» **GOAL OF THE EXERCISE**
Word for word, write out all of the entries that follow.

(SUPPLIED RECORDS Opens)

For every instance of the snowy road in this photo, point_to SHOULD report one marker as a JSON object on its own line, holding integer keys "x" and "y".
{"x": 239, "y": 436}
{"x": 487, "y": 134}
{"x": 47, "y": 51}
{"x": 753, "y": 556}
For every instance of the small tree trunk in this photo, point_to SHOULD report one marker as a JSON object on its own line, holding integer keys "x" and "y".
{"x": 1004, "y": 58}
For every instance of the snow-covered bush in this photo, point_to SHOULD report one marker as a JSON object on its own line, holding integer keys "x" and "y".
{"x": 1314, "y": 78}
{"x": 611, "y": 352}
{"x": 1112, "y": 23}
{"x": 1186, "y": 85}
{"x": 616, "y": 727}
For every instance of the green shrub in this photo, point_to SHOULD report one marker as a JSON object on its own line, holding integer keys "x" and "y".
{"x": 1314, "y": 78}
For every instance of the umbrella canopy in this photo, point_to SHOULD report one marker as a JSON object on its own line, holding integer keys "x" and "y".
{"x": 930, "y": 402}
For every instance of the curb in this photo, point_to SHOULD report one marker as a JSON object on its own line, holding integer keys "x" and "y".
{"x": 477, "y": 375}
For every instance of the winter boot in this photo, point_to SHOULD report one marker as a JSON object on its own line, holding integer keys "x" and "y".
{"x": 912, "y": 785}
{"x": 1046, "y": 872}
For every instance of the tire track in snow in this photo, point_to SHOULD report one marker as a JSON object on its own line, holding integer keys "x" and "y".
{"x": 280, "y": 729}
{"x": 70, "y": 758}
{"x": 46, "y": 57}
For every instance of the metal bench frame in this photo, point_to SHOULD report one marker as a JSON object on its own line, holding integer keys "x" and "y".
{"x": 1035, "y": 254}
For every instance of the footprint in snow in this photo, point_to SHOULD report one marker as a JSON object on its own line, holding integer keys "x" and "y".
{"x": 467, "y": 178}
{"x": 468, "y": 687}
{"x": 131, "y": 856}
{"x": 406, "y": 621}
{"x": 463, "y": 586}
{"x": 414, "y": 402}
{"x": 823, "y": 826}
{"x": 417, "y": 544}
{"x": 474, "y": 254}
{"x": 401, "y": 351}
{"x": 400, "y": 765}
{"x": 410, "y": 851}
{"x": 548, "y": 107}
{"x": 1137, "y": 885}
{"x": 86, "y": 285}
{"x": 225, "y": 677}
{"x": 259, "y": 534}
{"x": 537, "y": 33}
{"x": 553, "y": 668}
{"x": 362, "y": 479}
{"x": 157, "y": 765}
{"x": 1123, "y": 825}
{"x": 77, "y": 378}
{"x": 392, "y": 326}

(SUPPLIED RECORDS Closes)

» **EXERCISE RESPONSE**
For every instance of the snowy road in this photo, point_to SHOULD report one marker as a JSON object on its own line, holding integer keys "x" and "y".
{"x": 239, "y": 436}
{"x": 487, "y": 134}
{"x": 47, "y": 51}
{"x": 753, "y": 556}
For every instance of the small tree trunk in this photo, point_to SHOULD report one marker as a JSON object on its own line, holding integer keys "x" and "y".
{"x": 1004, "y": 58}
For every instance of the snow-covered bush in this photo, point_to SHOULD report one marker as a JSON object on its own line, holding integer keys "x" and "y".
{"x": 1314, "y": 78}
{"x": 611, "y": 352}
{"x": 1112, "y": 23}
{"x": 1186, "y": 85}
{"x": 616, "y": 727}
For every instance of the green shrub in this photo, point_to SHOULD report one marker as a JSON object on its own line, holding integer keys "x" and "y".
{"x": 1314, "y": 78}
For every instance of the umbrella canopy in this photo, point_to SHOULD report one marker as a JSON object on its own line, holding integer keys "x" and "y".
{"x": 930, "y": 402}
For every instance of the curb in this photo, point_to SHOULD report one marker as a JSON object on its own line, holding integer keys "x" and "y".
{"x": 477, "y": 375}
For every instance of the winter boot in this photo, point_to SHOULD report one marker as a JSON object on its own line, holding integer keys "x" and "y".
{"x": 912, "y": 785}
{"x": 1046, "y": 872}
For every instance of the tire track in snow in this photo, point_to SHOULD report one marker as a JSON object on its own line, holding integer keys "x" and "y".
{"x": 280, "y": 729}
{"x": 70, "y": 758}
{"x": 46, "y": 57}
For every instance of the metal bench frame in this photo, point_to SHOULD report one marker as a JSON object on its own line, holding integer keys "x" and "y".
{"x": 1035, "y": 254}
For every instance of the footprint in snow in this photo, point_to SHOULD report one marker as a JSON object on its own line, holding integer keys "x" and "y".
{"x": 467, "y": 178}
{"x": 468, "y": 687}
{"x": 131, "y": 856}
{"x": 406, "y": 621}
{"x": 463, "y": 586}
{"x": 414, "y": 402}
{"x": 823, "y": 826}
{"x": 417, "y": 544}
{"x": 474, "y": 254}
{"x": 401, "y": 351}
{"x": 400, "y": 765}
{"x": 410, "y": 851}
{"x": 548, "y": 107}
{"x": 1137, "y": 885}
{"x": 86, "y": 285}
{"x": 225, "y": 677}
{"x": 259, "y": 534}
{"x": 537, "y": 33}
{"x": 553, "y": 668}
{"x": 362, "y": 479}
{"x": 157, "y": 765}
{"x": 1123, "y": 825}
{"x": 77, "y": 378}
{"x": 392, "y": 326}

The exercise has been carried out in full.